**TASK TO CARRY OUT:** Go through the material below and count the lines with the string "arch"; the number is the whole answer.

**TASK MATERIAL:**
- Opening Delimiter -

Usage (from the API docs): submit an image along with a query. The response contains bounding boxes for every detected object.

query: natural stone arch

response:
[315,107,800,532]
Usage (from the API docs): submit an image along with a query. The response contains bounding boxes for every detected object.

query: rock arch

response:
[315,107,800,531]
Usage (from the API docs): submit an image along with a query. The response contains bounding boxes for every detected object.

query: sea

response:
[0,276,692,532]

- Closing Delimiter -
- Opening Delimiter -

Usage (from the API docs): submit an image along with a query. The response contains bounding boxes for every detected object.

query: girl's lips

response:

- Closing Delimiter -
- Opening Delimiter -

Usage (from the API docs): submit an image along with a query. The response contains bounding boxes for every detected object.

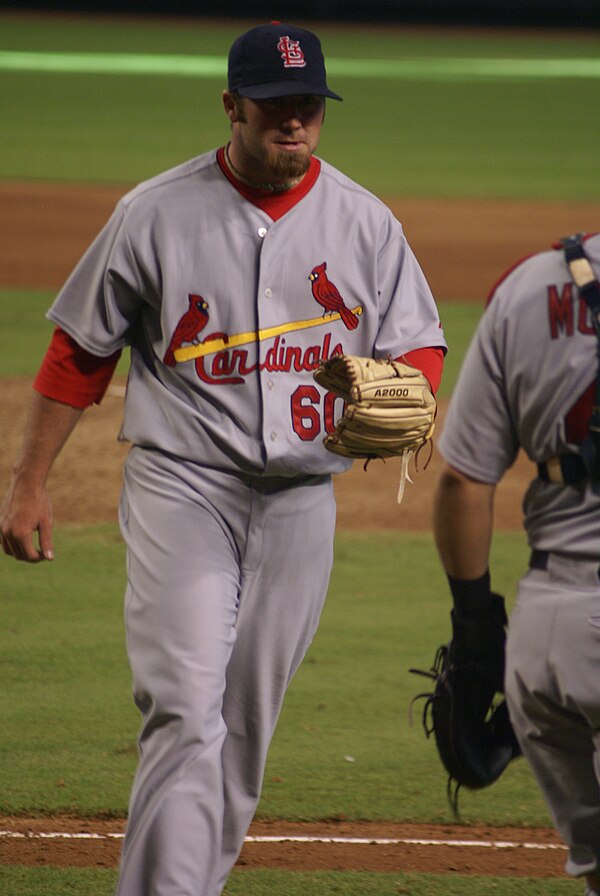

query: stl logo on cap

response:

- Closing Delimiter -

**YOUR RESPONSE:** 2